• DATA FOR THE TASK
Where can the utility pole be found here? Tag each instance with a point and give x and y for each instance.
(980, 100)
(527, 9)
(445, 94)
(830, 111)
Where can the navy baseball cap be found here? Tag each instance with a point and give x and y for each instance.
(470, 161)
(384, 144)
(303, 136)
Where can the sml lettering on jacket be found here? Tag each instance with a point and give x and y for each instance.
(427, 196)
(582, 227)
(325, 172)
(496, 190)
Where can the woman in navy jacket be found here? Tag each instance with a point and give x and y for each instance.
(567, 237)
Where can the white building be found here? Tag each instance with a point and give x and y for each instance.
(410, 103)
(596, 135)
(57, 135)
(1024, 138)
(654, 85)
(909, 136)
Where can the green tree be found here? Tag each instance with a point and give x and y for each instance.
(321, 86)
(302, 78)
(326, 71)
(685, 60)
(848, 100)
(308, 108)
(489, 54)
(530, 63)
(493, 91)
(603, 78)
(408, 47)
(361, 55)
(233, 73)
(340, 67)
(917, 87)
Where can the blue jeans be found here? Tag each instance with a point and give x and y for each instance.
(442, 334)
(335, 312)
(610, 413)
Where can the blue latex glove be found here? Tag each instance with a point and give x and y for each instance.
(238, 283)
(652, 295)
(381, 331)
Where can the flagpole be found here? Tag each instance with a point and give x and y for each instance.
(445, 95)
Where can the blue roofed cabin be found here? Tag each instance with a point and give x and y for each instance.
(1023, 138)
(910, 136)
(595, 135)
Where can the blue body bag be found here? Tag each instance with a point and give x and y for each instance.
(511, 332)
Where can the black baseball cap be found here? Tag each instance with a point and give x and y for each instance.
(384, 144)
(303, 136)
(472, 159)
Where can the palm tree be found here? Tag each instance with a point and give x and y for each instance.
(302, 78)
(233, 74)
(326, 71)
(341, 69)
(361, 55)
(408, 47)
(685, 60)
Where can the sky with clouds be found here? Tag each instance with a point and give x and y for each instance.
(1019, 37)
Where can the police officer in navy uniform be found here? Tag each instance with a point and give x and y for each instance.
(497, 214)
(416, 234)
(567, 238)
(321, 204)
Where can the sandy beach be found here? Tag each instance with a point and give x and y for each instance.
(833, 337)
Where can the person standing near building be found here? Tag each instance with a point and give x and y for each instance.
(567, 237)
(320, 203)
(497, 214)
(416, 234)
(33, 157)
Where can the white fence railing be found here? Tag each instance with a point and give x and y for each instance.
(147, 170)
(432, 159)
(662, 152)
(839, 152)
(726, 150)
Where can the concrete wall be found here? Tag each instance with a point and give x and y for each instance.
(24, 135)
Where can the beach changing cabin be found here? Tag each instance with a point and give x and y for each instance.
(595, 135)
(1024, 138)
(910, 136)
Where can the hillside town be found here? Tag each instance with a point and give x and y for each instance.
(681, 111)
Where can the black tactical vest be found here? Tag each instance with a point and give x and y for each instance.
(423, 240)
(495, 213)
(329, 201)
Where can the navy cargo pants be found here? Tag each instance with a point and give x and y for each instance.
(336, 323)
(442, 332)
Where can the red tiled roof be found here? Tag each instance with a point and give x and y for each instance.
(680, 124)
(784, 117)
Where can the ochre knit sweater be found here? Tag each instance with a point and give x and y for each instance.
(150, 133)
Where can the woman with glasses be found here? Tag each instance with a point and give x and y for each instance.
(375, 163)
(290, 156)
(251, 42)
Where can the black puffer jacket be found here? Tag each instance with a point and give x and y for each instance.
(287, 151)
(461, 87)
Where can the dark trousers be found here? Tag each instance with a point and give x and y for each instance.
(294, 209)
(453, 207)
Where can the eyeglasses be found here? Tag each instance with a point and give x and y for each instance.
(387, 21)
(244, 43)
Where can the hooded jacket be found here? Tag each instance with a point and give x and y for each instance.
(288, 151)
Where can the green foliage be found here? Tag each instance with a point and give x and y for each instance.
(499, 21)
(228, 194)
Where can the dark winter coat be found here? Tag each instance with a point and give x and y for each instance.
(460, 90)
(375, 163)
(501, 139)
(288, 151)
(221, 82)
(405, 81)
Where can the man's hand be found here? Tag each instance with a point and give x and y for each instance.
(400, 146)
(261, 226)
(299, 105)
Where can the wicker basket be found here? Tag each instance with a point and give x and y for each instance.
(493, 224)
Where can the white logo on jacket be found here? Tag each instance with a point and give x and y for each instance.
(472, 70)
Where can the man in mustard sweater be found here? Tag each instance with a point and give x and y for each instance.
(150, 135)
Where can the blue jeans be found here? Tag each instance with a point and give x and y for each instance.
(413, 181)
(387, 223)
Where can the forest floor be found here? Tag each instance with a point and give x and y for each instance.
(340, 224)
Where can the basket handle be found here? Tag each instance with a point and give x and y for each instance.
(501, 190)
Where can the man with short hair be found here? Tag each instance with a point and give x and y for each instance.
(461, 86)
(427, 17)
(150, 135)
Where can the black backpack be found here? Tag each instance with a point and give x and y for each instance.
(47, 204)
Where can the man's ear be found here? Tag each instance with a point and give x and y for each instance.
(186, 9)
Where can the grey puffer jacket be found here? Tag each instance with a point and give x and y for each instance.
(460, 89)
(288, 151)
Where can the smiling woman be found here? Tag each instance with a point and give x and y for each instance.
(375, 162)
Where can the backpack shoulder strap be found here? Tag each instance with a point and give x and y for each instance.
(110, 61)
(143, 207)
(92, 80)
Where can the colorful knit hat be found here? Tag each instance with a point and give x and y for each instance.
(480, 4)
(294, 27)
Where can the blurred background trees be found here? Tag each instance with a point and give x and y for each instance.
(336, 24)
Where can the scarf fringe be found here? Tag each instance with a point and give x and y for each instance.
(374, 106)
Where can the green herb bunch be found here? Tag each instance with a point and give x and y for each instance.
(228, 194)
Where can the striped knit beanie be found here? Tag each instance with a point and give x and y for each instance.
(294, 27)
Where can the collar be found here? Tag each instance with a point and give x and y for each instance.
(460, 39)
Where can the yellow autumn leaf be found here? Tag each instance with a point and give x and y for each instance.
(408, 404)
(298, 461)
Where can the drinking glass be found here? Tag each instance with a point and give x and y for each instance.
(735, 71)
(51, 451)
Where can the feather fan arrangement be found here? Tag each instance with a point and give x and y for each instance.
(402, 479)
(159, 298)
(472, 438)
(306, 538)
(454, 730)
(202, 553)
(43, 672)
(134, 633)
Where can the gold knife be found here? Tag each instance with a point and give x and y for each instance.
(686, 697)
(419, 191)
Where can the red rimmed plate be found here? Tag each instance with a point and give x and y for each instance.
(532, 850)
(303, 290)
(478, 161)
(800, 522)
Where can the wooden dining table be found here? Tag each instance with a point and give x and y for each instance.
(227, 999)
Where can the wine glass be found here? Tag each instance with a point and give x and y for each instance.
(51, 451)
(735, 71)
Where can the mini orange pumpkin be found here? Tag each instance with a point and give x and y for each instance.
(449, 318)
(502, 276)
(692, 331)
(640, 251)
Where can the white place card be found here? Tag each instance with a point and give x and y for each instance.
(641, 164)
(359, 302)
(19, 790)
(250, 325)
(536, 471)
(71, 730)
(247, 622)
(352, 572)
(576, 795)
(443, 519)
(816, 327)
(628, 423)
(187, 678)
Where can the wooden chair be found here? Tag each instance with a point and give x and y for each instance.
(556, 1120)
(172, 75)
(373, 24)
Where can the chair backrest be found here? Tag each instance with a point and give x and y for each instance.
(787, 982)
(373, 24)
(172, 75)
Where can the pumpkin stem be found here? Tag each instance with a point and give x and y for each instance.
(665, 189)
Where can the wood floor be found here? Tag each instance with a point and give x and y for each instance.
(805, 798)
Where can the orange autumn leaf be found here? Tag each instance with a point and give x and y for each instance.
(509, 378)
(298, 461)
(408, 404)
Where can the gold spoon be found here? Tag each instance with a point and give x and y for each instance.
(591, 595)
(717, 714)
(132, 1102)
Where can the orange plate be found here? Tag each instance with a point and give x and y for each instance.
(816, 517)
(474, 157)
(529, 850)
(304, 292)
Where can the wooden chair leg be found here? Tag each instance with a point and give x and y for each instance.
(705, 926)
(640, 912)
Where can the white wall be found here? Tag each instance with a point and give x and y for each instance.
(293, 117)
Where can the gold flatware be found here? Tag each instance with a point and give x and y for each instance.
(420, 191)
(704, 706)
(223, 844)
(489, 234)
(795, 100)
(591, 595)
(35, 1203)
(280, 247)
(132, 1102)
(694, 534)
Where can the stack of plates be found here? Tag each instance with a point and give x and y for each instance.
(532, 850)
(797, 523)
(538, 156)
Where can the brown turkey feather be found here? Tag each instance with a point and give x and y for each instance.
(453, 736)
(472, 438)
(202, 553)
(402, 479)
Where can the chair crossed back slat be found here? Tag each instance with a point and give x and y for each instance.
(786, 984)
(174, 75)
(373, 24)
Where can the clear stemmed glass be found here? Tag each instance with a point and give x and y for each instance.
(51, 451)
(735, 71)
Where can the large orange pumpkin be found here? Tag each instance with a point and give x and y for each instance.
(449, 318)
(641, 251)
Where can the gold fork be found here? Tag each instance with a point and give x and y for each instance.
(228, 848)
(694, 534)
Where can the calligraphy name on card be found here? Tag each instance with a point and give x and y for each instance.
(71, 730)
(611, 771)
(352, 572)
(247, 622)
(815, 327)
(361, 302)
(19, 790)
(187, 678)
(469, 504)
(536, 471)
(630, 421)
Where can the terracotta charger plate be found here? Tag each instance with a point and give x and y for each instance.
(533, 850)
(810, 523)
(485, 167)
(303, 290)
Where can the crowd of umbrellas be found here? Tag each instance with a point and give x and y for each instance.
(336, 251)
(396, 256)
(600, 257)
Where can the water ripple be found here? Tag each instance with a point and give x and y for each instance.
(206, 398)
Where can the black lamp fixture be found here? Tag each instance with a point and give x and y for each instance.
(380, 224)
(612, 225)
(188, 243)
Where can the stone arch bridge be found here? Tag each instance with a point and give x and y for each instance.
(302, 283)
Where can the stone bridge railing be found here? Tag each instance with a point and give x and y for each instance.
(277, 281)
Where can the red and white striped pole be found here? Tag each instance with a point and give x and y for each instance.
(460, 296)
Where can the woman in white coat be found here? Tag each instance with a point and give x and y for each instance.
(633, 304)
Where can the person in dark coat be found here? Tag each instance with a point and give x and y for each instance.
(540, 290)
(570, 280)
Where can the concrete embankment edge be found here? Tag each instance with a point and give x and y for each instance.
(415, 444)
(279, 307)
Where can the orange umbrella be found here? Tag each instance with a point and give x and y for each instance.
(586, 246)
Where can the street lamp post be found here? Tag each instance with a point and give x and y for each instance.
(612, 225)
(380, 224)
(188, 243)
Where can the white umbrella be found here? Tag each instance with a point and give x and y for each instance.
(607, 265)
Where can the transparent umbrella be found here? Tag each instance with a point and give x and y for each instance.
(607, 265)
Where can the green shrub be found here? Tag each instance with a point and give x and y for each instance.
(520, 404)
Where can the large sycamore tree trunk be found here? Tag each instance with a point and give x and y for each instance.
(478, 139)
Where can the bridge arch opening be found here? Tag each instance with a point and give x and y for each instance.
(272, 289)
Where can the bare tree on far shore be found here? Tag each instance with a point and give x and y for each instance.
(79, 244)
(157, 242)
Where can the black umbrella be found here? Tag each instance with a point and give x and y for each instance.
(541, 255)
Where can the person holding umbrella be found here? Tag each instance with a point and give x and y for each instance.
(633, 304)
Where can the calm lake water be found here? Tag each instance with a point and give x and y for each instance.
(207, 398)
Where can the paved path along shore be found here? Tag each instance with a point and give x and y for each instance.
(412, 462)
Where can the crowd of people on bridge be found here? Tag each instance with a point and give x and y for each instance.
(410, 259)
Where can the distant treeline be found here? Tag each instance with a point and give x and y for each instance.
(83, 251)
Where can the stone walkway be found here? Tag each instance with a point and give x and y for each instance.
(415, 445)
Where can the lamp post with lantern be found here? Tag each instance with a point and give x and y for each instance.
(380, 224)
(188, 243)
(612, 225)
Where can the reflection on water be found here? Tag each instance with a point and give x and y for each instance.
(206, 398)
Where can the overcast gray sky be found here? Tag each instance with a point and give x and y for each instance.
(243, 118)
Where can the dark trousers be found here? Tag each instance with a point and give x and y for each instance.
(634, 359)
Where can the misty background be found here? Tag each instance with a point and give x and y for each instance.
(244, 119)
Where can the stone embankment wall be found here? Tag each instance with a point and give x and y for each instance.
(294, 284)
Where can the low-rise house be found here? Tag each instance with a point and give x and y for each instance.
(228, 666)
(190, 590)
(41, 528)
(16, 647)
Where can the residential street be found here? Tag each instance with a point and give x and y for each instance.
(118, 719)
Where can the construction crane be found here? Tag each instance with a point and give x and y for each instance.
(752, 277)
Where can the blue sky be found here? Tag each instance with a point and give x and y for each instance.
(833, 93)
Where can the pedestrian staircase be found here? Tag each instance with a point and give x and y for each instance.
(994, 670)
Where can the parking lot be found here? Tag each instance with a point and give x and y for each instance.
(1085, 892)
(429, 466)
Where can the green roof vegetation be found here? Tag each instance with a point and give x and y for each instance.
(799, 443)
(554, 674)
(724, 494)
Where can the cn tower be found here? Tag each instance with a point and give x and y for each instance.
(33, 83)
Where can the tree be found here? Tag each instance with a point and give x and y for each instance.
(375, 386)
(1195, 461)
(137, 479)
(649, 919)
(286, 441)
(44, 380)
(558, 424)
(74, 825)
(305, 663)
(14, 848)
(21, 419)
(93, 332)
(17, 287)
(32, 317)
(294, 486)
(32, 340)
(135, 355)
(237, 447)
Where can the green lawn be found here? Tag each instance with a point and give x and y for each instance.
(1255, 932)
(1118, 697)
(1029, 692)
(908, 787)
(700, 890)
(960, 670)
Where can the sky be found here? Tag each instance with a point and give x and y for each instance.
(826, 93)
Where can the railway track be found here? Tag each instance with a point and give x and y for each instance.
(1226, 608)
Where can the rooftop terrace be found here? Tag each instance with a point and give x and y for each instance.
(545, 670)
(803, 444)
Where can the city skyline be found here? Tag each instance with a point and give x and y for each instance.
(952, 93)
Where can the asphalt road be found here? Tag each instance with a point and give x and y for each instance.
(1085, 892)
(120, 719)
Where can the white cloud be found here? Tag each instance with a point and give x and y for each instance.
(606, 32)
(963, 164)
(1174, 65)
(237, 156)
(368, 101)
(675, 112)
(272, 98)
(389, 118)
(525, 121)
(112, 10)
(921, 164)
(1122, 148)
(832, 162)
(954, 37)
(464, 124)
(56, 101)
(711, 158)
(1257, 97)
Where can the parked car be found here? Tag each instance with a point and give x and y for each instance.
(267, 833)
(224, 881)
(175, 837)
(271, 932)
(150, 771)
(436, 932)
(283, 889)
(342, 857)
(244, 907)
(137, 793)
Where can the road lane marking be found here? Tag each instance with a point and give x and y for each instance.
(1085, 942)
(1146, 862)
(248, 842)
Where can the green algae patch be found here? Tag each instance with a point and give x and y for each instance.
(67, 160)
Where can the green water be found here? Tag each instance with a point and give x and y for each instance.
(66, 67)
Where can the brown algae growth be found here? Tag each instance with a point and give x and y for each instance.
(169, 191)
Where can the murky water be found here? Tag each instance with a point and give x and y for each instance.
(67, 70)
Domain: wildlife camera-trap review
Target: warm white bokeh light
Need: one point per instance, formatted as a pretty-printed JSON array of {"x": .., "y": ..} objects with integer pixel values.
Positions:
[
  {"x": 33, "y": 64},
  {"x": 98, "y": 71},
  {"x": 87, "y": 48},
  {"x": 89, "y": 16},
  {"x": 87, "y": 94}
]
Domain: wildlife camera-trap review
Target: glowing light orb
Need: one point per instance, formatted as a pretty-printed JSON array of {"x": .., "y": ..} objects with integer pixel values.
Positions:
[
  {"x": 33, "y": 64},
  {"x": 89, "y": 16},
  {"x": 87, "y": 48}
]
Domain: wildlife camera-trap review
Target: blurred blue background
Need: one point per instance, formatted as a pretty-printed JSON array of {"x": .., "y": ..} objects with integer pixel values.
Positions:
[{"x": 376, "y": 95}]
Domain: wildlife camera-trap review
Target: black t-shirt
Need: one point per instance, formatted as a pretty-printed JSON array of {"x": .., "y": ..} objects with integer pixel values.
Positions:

• WORK TO BE COMPLETED
Extract every line from the one containing "Where can the murky" through the last line of the data, inclusive, exactly as written.

• SOLUTION FOR THIS TASK
Where can the murky water be found here? Tag each instance with a point and give x and y for each instance.
(67, 70)
Domain: wildlife camera-trap review
Target: warm white bokeh light
Need: one point per instance, formatted as a pretty-printed JSON array of {"x": .., "y": ..} objects with integer pixel values.
Positions:
[
  {"x": 33, "y": 64},
  {"x": 98, "y": 71},
  {"x": 87, "y": 48},
  {"x": 89, "y": 16},
  {"x": 87, "y": 94}
]
Domain: wildlife camera-trap review
Target: glowing light orb
Need: one point per instance, formatted as a pretty-printed JSON array of {"x": .., "y": ..} objects with integer pixel values.
Positions:
[
  {"x": 33, "y": 64},
  {"x": 89, "y": 16},
  {"x": 87, "y": 48}
]
Domain: wildlife camera-trap review
Target: blurred blue background
Need: one point per instance, formatted as a pretty-printed JSON array of {"x": .., "y": ..} objects with integer pixel values.
Positions:
[{"x": 376, "y": 95}]
Domain: wildlife camera-trap review
Target: black t-shirt
Need: one point per instance, formatted as a pretty-printed JSON array of {"x": .., "y": ..} objects with integer pixel values.
Positions:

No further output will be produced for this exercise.